__Your assignment__:
The records below must be returned in full and unaltered.

[Stored data entries]
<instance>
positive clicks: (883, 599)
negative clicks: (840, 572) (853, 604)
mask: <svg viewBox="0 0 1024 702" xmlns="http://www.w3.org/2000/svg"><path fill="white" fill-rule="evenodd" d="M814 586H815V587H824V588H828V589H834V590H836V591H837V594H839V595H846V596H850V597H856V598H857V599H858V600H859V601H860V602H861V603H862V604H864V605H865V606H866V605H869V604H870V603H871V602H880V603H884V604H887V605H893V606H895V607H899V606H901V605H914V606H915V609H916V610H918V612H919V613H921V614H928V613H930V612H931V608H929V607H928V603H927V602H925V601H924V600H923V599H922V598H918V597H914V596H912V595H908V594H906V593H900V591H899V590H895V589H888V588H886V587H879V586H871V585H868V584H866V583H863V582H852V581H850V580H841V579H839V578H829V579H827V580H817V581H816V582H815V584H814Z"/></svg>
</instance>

__Exercise response__:
<instance>
positive clicks: (883, 599)
negative clicks: (840, 572) (853, 604)
mask: <svg viewBox="0 0 1024 702" xmlns="http://www.w3.org/2000/svg"><path fill="white" fill-rule="evenodd" d="M814 586H815V587H824V588H828V589H834V590H836V591H837V594H839V595H846V596H850V597H856V598H857V599H858V600H859V601H860V602H861V603H862V604H864V605H865V606H866V605H869V604H870V603H871V602H880V603H884V604H887V605H893V606H895V607H899V606H901V605H914V606H915V609H916V610H918V612H919V613H921V614H928V613H930V612H931V608H929V607H928V603H927V602H925V601H924V600H923V599H922V598H918V597H914V596H912V595H908V594H906V593H900V591H899V590H895V589H888V588H886V587H879V586H871V585H868V584H866V583H863V582H852V581H850V580H841V579H839V578H829V579H827V580H817V581H816V582H815V584H814Z"/></svg>
</instance>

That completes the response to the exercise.